GIVEN PROBLEM:
Rewrite all the records below, replacing "Prove me wrong" with "Show me otherwise" and leaving everything else unchanged. Omit the pictures from your version.
== EXTRACTED ENTRIES ==
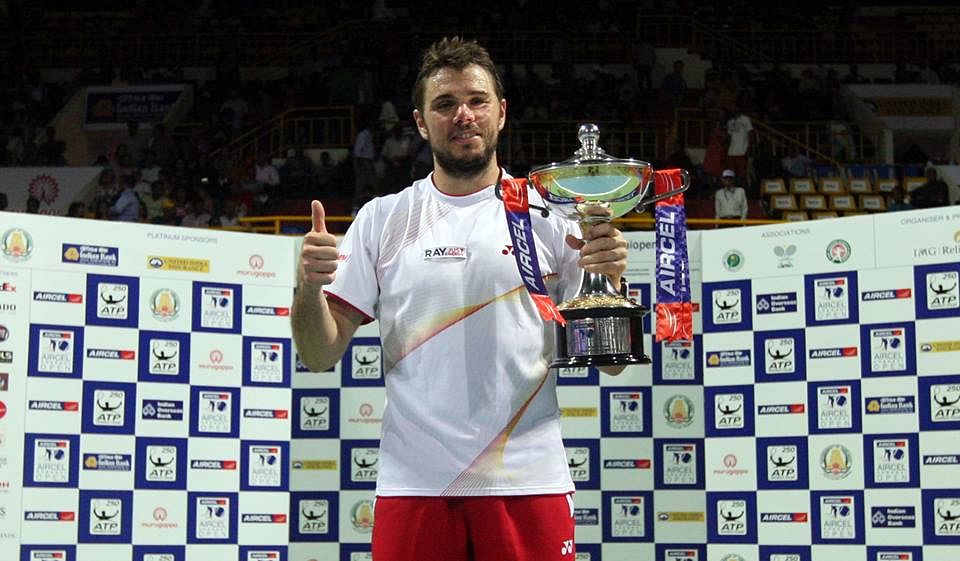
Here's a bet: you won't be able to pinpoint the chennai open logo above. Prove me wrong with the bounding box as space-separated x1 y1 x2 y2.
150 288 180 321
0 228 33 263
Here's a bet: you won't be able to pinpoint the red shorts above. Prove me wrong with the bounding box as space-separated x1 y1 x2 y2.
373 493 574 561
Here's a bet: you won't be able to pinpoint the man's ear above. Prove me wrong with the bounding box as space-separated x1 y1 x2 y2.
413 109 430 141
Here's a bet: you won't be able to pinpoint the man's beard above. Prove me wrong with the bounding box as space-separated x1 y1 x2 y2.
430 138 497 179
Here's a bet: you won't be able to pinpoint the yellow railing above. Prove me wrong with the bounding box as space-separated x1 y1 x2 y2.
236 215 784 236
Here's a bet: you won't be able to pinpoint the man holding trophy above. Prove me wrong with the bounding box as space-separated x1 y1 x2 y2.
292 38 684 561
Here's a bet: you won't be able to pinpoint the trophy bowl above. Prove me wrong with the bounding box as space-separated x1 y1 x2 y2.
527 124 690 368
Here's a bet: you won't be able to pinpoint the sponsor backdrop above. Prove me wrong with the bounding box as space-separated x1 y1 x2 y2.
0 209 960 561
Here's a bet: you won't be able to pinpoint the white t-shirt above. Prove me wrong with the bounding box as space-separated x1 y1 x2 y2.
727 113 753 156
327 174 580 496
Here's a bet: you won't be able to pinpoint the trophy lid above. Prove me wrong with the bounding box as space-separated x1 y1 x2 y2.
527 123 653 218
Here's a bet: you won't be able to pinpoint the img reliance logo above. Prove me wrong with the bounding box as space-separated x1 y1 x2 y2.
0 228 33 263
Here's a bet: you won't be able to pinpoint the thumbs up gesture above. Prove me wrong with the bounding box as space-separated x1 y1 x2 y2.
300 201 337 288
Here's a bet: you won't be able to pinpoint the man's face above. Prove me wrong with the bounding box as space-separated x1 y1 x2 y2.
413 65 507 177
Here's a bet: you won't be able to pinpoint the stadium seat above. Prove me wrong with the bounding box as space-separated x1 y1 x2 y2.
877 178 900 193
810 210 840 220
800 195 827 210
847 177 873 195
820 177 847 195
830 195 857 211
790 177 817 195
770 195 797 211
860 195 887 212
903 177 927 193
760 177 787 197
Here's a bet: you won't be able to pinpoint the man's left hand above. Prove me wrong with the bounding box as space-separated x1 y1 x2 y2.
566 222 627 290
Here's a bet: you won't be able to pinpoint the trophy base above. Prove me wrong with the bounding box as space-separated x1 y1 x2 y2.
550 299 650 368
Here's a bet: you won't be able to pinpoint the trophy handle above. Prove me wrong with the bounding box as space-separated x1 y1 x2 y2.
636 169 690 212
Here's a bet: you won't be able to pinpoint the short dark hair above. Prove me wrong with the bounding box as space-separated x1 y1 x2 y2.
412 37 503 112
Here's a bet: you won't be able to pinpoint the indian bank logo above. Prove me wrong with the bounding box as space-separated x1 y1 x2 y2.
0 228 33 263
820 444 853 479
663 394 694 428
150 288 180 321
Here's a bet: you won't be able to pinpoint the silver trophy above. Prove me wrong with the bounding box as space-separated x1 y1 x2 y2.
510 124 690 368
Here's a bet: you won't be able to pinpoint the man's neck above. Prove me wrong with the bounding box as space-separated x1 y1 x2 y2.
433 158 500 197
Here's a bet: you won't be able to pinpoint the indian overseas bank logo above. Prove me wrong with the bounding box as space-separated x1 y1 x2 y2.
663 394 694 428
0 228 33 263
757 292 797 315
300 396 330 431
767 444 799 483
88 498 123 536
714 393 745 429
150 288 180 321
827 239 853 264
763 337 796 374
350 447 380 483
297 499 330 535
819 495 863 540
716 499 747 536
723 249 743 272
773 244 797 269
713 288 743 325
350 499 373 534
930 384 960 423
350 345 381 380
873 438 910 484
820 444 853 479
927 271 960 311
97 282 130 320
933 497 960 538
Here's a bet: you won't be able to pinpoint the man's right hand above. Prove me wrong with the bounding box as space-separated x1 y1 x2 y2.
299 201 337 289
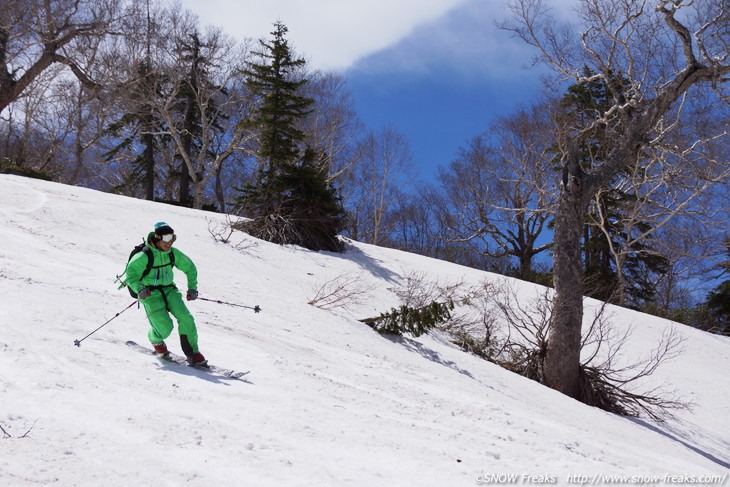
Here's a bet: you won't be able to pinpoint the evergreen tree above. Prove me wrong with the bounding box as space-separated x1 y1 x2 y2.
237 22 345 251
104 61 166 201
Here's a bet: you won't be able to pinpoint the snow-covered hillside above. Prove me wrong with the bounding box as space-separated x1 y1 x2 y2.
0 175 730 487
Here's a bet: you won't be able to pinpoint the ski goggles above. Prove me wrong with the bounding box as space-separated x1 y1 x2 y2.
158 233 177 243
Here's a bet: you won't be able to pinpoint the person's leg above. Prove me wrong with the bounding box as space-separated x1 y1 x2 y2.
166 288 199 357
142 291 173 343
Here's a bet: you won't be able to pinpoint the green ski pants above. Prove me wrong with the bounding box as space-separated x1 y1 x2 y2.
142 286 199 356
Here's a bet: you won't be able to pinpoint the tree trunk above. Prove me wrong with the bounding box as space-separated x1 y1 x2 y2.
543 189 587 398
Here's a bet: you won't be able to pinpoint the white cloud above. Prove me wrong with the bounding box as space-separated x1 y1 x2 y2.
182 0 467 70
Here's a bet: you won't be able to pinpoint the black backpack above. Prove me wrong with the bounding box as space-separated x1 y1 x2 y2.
===
TASK ANSWER:
Here's a bet: you won't be able to pinpoint the chennai open logo above. Show me otherwise with the bounding box as space-separated x1 y1 x2 y2.
150 288 180 321
0 228 33 263
Here's a bet: you won't be able to pinpoint the red shorts above. Show me otherwise with the bounding box as space-separated x1 y1 x2 y2.
373 493 574 561
Here's a bet: you won't be able to pinpoint the man's ear above. Show me otherwise with the bounding box as space-separated x1 y1 x2 y2.
413 109 430 141
Here's a bet: you won't be able to pinpoint the man's beard above. Show me otherwise with the bounding box as space-separated x1 y1 x2 y2.
430 138 497 179
Here's a bet: you won't be able to pinpoint the yellow railing above. Show me otherwise with the bounding box as space-separated x1 y1 x2 y2.
236 215 784 236
Here's a bet: you won't be able to pinpoint the man holding trophy above. Show me otherwise with the bounding box as space-separated x1 y1 x2 y2.
292 38 684 561
Here's a bet: you won't be able to pinpoint the trophy bowl above. Show me otherwise with the bounding box as space-separated x1 y1 x2 y2.
527 124 690 368
Here's a bet: you won't be able to pinpoint the sponsor backdrop above. Show me otherwise with the bounding box as space-separated x1 y1 x2 y2.
0 209 960 561
Here's a bet: you won't be able to pinpoint the white t-shirt above. Show me otherwise with the bounding box as space-separated x1 y1 x2 y2.
727 113 753 156
327 174 580 496
Here's a bet: you won't be able to pinpoint the trophy lid above. Show me otherwise with the bounding box as space-separated x1 y1 x2 y2.
527 123 653 218
Here's a bet: you won't be able to pinpoint the img reliance logo above. Show me otherwise with the bounding box as space-separated x1 y1 x2 y2.
0 228 33 263
Here's a bet: you won't be able to pinpoint the thumbs up gesture above. Show me otherwise with the bounding box as space-separated x1 y1 x2 y2.
300 201 337 288
Here's a bet: you won't be able to pinpoint the man's face above. Show me otherwise with the bounding box as space-separated x1 y1 x2 y2.
413 65 507 177
Here's a bet: you won't be able to pinpoint the stadium seat above. Show me otherwise with the bounding box as space-separated x1 y1 x2 y2.
877 178 900 193
810 210 840 220
800 195 827 210
847 177 873 195
820 177 847 195
830 195 857 211
790 177 817 195
770 195 797 211
860 195 887 212
903 177 927 193
760 177 787 197
Here's a bet: you won't be able to pinpoint the man's left hand above. Show me otherwise with the bounding box as space-separated x1 y1 x2 y2.
566 222 627 290
Here's a bet: you won't be able to pinpoint the trophy base above. Show me otherwise with the bounding box as space-separated x1 y1 x2 y2.
550 299 650 368
Here's a bet: you won't be able to pinpoint the trophy handle above. Show me otherwise with the bounding box as space-separated x1 y1 x2 y2.
636 169 690 212
Here's a bet: you won't be able to pinpoint the short dark hair above. Show me otherwise with the bounding box as space-separated x1 y1 x2 y2.
412 37 503 112
Here's a bet: you won't be able to pinpoint the indian bank logo above. Show me otherwise with the bounding box as space-separated x1 y1 x2 y2.
0 228 33 263
820 444 853 479
663 394 694 428
150 288 180 321
Here's a bet: you won't be able to pinpoint the silver trophy above. Show me otherwise with the bounding box as space-separated x1 y1 x2 y2.
510 124 690 368
Here's a bet: you won't be able to pinpoint the man's neck above. Show me otherwise with the bounding box as space-separated x1 y1 x2 y2.
433 158 500 197
Here's a bet: you won't be able to pinpoint the indian overseas bank logo above. Show me otherwise with the bounding box as space-separated x1 y1 x2 y2.
663 394 694 428
0 228 33 263
757 292 797 315
300 396 330 431
767 444 799 483
88 498 123 536
714 393 745 429
150 288 180 321
827 239 853 264
763 337 796 374
350 447 380 483
297 499 330 535
819 495 863 540
716 499 747 536
723 249 743 272
773 244 797 269
713 288 743 325
350 499 373 534
930 384 960 423
350 345 381 380
873 438 910 484
820 444 853 479
927 271 960 311
97 282 130 320
933 497 960 538
Here's a bet: you won't be able to pinpoint the man's right hand above. Show me otherwise with the bounding box as space-separated x1 y1 x2 y2.
299 201 337 289
Here's a bet: you won't be able to pinpoint the evergreen tree above. Show me otherwise with the bounding box as space-separated x1 y1 x2 y2.
237 22 345 251
104 61 166 201
Here's a bet: you won't be able to pinpoint the snow-covered hillside above. Show me otherwise with the bounding box as space-separated x1 y1 x2 y2.
0 175 730 487
Here's a bet: you won't be able to pinpoint the ski goggles above. Show me otherwise with the bounding box as space-separated x1 y1 x2 y2.
158 233 177 243
Here's a bet: you won't be able to pinpoint the person's leg above. Show me otherwise with the bounding box as space-separated x1 y1 x2 y2.
166 288 199 357
142 291 173 343
Here's a bet: you won't be able to pinpoint the green ski pants above. Show me otherwise with the bounding box as space-separated x1 y1 x2 y2.
142 286 199 356
Here's a bet: you won't be able to pinpoint the tree trunk above. Show me otherwise with the bounding box as space-separated x1 y1 x2 y2.
543 189 587 398
Here's a bet: you won't be able to pinpoint the white cloud above. Show me otherwise with the bounding box as space-separated x1 y1 x2 y2.
182 0 467 70
Here's a bet: you won't be able to pinpoint the black backpack above. Show me otherwise with the bounding box as space-separated x1 y1 x2 y2.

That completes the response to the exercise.